* [Records for the task]:

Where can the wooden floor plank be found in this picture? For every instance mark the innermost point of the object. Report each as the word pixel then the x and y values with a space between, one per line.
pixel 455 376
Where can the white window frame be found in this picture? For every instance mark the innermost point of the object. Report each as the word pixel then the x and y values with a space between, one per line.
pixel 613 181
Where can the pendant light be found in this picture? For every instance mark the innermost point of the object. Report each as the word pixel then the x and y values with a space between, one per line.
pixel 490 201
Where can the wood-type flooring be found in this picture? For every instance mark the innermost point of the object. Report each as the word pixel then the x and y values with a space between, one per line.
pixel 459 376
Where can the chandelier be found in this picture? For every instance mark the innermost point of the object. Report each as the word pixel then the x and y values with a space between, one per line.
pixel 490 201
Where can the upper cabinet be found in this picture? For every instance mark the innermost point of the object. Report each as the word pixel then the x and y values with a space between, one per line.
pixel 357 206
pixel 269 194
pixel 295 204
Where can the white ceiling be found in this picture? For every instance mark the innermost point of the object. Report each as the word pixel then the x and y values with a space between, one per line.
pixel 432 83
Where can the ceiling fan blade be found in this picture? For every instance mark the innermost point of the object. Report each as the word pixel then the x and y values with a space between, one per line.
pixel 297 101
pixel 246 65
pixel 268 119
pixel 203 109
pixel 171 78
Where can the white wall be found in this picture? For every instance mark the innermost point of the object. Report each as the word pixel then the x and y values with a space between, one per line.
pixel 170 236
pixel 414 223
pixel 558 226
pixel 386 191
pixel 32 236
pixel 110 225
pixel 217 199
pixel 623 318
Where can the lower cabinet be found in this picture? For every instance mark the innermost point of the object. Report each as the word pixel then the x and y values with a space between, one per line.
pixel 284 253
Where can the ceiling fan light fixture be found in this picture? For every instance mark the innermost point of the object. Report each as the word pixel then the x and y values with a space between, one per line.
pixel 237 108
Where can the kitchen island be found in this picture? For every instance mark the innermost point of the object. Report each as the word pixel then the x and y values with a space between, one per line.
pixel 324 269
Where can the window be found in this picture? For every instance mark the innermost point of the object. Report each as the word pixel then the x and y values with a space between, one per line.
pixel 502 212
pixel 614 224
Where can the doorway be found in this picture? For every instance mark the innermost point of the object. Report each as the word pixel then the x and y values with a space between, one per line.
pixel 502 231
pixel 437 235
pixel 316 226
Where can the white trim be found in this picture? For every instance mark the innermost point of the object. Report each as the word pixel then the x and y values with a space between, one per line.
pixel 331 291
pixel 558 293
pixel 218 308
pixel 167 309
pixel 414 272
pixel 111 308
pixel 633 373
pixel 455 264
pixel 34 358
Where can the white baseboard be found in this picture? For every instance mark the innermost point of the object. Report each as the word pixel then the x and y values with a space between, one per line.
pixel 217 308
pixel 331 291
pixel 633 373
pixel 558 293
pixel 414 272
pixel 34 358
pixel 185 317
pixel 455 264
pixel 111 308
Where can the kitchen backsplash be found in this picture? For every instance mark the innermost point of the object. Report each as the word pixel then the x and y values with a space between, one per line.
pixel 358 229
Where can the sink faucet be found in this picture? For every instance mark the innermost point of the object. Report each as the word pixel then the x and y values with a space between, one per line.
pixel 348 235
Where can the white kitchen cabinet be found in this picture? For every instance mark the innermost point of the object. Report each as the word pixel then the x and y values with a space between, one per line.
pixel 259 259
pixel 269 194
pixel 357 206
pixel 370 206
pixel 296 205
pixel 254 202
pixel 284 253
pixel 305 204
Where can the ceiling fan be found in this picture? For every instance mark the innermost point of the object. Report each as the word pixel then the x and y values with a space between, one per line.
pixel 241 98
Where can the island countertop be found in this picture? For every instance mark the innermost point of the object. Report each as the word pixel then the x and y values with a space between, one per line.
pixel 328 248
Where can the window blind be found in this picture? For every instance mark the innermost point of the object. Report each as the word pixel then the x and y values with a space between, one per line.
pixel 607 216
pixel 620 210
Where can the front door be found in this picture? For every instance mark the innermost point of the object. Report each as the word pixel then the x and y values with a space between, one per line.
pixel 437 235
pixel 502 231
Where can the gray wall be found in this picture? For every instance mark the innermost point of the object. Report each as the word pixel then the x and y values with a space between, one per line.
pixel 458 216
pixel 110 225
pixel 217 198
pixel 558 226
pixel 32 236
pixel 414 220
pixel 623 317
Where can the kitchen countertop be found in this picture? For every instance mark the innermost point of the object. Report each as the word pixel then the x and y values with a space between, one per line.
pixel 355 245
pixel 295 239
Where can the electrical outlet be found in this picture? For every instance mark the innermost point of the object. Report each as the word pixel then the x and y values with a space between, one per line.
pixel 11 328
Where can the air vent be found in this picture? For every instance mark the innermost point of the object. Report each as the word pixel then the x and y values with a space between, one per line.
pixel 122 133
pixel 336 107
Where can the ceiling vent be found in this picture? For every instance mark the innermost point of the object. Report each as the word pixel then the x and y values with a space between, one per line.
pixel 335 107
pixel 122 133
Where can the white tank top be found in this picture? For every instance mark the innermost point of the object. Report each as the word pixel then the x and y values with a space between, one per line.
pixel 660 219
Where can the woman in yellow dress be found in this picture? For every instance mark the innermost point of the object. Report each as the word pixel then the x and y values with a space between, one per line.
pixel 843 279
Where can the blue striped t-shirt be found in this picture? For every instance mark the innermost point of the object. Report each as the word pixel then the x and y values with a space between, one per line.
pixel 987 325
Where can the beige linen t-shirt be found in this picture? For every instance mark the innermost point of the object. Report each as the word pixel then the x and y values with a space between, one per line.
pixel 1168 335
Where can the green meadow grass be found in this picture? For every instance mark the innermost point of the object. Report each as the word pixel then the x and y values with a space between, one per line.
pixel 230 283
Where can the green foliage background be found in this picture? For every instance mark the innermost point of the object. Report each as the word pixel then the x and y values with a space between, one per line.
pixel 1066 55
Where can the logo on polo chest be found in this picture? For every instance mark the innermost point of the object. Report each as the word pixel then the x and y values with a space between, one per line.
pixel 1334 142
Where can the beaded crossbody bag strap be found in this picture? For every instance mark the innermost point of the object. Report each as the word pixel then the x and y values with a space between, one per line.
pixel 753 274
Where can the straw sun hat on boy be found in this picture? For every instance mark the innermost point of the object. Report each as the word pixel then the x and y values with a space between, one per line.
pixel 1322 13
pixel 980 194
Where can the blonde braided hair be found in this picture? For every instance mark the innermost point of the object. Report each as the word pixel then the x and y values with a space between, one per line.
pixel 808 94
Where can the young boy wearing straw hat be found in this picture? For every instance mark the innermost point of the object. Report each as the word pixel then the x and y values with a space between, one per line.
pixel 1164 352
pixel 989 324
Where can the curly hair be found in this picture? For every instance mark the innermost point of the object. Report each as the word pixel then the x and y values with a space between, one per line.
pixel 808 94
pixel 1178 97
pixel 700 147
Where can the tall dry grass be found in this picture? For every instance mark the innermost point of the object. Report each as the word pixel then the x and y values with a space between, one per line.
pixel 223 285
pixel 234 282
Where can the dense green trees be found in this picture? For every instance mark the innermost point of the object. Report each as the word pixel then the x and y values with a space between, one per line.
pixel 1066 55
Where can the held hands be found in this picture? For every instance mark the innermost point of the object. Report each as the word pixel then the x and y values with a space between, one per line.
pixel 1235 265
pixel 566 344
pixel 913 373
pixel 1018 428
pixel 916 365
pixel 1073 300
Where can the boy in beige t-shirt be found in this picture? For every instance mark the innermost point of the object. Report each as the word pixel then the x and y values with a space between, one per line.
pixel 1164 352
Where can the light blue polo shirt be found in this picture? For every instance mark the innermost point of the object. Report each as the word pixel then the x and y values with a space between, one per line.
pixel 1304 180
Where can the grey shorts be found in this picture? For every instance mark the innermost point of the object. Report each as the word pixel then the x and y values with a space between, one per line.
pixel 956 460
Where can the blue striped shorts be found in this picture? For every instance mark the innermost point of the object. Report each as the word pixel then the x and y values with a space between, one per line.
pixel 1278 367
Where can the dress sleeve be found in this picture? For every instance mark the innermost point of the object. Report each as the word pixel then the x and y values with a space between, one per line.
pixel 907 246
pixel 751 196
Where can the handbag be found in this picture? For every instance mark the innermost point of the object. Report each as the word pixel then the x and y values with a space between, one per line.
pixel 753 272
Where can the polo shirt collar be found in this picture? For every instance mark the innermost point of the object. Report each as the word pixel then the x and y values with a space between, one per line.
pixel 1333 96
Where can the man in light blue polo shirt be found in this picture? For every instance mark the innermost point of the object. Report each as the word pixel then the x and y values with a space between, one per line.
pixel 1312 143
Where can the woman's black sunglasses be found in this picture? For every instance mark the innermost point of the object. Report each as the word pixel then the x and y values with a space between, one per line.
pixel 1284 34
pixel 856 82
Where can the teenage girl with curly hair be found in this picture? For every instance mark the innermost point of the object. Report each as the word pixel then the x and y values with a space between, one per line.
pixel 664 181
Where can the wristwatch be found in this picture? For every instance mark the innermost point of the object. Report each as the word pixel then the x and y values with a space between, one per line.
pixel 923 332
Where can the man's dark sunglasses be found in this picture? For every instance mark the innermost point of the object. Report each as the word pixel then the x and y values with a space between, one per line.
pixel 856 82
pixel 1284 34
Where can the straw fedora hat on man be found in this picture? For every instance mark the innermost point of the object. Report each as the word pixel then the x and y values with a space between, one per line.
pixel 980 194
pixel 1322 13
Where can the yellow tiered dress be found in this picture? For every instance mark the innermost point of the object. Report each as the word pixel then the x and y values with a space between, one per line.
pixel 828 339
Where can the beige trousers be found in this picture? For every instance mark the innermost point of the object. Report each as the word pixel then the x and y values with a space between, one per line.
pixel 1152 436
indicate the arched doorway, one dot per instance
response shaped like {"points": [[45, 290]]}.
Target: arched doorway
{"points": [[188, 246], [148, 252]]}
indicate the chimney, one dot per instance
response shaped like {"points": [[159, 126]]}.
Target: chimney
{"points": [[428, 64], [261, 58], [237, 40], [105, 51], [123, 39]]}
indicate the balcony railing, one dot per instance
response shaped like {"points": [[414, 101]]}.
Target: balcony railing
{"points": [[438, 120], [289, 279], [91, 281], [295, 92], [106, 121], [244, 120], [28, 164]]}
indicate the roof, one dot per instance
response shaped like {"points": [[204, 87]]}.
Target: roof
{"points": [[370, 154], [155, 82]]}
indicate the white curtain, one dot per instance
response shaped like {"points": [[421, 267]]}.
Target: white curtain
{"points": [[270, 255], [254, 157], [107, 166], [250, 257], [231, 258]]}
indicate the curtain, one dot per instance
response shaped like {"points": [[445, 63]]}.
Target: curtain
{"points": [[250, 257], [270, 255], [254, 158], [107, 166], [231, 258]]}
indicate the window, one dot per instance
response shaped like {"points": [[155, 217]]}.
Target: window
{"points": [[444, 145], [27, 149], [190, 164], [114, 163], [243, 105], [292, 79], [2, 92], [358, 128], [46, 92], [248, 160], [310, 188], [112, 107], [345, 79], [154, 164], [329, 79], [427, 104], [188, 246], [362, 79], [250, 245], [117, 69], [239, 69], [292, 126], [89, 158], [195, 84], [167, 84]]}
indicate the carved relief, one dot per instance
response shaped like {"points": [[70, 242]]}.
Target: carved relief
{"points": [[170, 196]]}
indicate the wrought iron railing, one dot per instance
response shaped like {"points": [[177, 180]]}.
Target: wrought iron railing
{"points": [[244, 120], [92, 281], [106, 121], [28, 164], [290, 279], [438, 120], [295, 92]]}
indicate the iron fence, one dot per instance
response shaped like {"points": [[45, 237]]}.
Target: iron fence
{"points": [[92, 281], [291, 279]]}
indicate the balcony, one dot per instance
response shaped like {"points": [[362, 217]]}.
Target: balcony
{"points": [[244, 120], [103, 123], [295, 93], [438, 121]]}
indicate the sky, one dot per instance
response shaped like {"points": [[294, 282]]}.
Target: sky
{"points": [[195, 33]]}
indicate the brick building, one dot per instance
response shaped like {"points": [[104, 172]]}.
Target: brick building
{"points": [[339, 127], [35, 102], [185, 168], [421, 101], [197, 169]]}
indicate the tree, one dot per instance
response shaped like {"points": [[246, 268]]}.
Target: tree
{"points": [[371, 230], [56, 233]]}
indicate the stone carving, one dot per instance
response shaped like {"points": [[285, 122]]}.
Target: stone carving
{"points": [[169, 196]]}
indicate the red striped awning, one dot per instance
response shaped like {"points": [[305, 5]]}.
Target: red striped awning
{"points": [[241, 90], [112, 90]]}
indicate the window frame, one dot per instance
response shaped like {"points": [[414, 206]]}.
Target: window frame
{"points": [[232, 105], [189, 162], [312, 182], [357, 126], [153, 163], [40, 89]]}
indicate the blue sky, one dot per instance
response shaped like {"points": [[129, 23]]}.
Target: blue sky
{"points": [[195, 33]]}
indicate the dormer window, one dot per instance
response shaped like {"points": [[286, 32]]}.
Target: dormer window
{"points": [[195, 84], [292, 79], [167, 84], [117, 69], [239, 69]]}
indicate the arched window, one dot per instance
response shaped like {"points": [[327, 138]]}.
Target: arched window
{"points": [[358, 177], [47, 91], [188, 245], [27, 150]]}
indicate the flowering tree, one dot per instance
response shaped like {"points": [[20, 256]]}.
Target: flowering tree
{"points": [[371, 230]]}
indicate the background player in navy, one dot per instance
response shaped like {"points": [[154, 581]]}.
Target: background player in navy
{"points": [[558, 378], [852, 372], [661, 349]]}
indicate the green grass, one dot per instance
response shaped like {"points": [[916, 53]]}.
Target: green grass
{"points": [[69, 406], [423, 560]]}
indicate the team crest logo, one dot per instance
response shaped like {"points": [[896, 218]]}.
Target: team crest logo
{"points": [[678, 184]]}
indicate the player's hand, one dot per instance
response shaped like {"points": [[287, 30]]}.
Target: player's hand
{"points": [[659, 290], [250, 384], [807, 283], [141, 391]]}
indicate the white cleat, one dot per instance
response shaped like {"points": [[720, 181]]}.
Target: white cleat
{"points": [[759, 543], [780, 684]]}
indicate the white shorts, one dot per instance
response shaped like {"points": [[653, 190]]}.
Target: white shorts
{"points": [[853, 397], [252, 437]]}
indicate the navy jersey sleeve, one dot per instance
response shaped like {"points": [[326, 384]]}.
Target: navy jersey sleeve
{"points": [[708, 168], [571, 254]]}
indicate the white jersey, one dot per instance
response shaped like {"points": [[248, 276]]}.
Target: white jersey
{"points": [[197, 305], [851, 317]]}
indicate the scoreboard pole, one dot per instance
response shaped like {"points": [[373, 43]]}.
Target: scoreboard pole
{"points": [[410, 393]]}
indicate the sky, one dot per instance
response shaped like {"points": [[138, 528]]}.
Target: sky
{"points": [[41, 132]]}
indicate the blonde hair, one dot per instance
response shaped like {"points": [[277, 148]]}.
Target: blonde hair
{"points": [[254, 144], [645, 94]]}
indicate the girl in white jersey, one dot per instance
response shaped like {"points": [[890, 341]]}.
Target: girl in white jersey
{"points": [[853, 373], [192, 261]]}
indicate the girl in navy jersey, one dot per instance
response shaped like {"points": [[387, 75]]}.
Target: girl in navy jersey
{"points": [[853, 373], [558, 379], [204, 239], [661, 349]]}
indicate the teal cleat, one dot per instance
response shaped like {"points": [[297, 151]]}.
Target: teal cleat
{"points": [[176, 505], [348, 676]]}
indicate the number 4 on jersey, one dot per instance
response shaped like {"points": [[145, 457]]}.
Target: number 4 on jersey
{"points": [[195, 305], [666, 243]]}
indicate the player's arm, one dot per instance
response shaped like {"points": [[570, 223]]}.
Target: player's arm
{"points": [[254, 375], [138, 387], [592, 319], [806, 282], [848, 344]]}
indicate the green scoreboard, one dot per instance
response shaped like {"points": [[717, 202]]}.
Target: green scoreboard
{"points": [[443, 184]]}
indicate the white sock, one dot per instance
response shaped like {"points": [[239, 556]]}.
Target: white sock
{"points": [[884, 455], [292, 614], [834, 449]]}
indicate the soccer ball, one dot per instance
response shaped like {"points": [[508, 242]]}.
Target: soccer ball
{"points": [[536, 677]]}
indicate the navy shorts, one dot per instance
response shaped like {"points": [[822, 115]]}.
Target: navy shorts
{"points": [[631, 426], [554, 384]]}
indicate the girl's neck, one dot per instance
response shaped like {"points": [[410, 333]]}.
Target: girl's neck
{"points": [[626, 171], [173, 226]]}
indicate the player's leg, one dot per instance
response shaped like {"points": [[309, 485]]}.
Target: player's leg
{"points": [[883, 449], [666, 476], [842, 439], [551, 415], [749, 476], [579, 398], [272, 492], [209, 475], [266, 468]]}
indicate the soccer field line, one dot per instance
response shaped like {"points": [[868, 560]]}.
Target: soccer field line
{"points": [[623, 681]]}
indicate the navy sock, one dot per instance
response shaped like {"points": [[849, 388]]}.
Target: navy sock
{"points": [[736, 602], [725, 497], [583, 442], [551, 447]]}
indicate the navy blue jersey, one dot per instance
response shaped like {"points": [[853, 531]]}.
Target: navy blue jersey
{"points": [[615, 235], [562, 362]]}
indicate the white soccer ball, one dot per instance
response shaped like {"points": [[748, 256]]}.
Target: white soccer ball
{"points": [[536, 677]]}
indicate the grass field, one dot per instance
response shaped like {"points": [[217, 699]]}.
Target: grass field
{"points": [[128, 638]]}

* [Task details]: Output exactly one stretch of the listing: from the line containing "indicate the number" through the line containing "indicate the green scoreboard, one", both end lines included.

* [Answer]:
indicate the number 4 on jersey, one dot per instance
response shaped like {"points": [[145, 457]]}.
Target: number 4 on jersey
{"points": [[195, 305], [666, 243]]}
indicate the player's arm, one dot per instance
response shaped like {"points": [[570, 223]]}.
Target: player's arm
{"points": [[254, 375], [138, 387], [592, 319], [806, 282], [848, 344]]}
indicate the green scoreboard, one dot per instance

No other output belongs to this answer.